Rewrite the records below, changing every "single dot" to "single point" and leaving everything else the same.

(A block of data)
★ ★ ★ ★

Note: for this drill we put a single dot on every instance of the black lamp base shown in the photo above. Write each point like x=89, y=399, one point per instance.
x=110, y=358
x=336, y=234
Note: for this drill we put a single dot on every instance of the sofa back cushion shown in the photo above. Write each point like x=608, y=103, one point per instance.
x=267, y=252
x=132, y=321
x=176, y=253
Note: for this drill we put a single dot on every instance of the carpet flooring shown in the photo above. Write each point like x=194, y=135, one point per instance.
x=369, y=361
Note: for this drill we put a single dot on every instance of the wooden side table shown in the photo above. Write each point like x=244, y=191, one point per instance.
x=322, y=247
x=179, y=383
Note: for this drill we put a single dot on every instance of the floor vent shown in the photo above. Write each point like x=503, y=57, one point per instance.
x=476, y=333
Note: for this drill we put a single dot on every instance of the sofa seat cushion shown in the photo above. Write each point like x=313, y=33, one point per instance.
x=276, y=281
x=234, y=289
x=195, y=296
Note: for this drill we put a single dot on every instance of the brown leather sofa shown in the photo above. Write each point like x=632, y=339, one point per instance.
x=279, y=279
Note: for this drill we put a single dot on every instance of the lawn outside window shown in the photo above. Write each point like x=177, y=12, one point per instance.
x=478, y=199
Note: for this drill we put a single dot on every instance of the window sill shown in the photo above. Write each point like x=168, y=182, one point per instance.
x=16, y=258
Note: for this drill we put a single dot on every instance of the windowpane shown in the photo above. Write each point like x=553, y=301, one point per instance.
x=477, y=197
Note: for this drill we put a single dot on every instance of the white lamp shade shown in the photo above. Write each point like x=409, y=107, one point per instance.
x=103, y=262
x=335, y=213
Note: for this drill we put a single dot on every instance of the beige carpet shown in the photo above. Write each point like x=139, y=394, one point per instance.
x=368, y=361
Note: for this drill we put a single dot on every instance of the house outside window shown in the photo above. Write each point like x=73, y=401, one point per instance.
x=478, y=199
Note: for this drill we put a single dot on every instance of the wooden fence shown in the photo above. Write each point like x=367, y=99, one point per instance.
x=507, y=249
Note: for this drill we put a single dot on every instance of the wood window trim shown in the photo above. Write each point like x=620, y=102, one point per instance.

★ ★ ★ ★

**Response:**
Note: for this drill we put a single point on every instance of the black lamp base shown in the photo above. Write each point like x=89, y=399, one point per instance.
x=110, y=358
x=336, y=234
Note: for this drill we put a single point on every instance of the sofa back cushion shown in the photo above. Write each point like x=608, y=103, one point per instance.
x=267, y=252
x=132, y=321
x=176, y=253
Note: for this drill we put a single point on every instance of the carpet flooring shown in the photo above. Write each point like x=194, y=135, one point per instance.
x=369, y=361
Note: for this drill we put a single point on every instance of the wooden side table shown in the photo above. Write each point like x=244, y=191, one point per instance.
x=322, y=247
x=179, y=383
Note: for this drill we put a single point on every instance of the floor vent shown in the photo above. Write each point like x=503, y=57, one point per instance.
x=476, y=333
Note: for this drill we put a single point on every instance of the sofa seat cushion shown in the photo above. Write each point like x=313, y=33, one point per instance.
x=276, y=281
x=234, y=289
x=195, y=296
Note: for this drill we put a single point on every instance of the brown leather sofa shown in the photo above. Write each point like x=632, y=339, one point per instance.
x=279, y=279
Note: for this drill we put a single point on every instance of the lawn outside window shown in the photo above. Write each point like x=177, y=12, one point per instance.
x=478, y=199
Note: for this drill we put a single point on every instance of the window sill shown in the photo above. Write each point like x=168, y=182, one point per instance.
x=16, y=258
Note: for this drill we put a single point on every instance of the windowpane shown in the photo above. Write each point like x=553, y=301, one point per instance.
x=477, y=197
Note: for this drill we put a single point on every instance of the white lamp shade shown in the photo above. Write each point like x=409, y=107, one point per instance.
x=103, y=262
x=335, y=213
Note: for this drill we put a single point on every instance of the beige carpet shown in the photo above. Write each point like x=139, y=394, one point per instance.
x=368, y=361
Note: for this drill we put a single point on every instance of the house outside window shown in the photo above. Write each point like x=73, y=401, one point per instance.
x=478, y=199
Note: for this drill we put a single point on every instance of the wooden fence shown in the photo above. Write each point like x=367, y=99, one point per instance.
x=507, y=249
Note: for this drill we put a single point on every instance of the wood window trim shown in the photo above. Write each point like x=620, y=102, one point per instance.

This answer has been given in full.